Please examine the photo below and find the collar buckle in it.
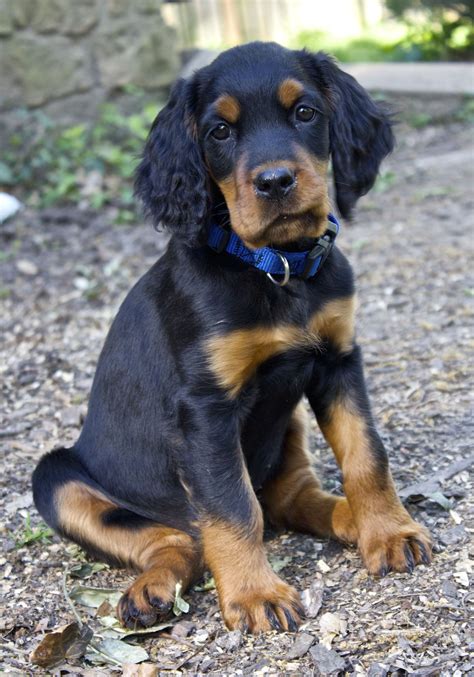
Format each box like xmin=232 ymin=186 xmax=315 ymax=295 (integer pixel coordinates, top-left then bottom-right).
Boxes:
xmin=300 ymin=221 xmax=339 ymax=280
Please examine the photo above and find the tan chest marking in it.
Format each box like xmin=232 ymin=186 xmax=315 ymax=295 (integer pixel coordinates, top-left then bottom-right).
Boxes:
xmin=205 ymin=296 xmax=355 ymax=397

▬▬▬

• [TASK DESCRIPTION]
Turn all the records above into a two-column CSV with the headers request and boxes. Give one row per request, with its text and its answer each in a single quoted field, line breaks changed to spaces, and the pictures left out.

• [SOLUTION]
request,boxes
"Please examine the photo below and find the collar buckle in it. Format each box like xmin=232 ymin=186 xmax=315 ymax=295 (integer pixel coordinates, top-left then bottom-right). Boxes:","xmin=300 ymin=221 xmax=339 ymax=280"
"Please examine the photo above and find the tan chest marking in it. Format each box like xmin=232 ymin=186 xmax=315 ymax=295 (integer pixel coordinates, top-left then bottom-right). Boxes:","xmin=205 ymin=296 xmax=355 ymax=397"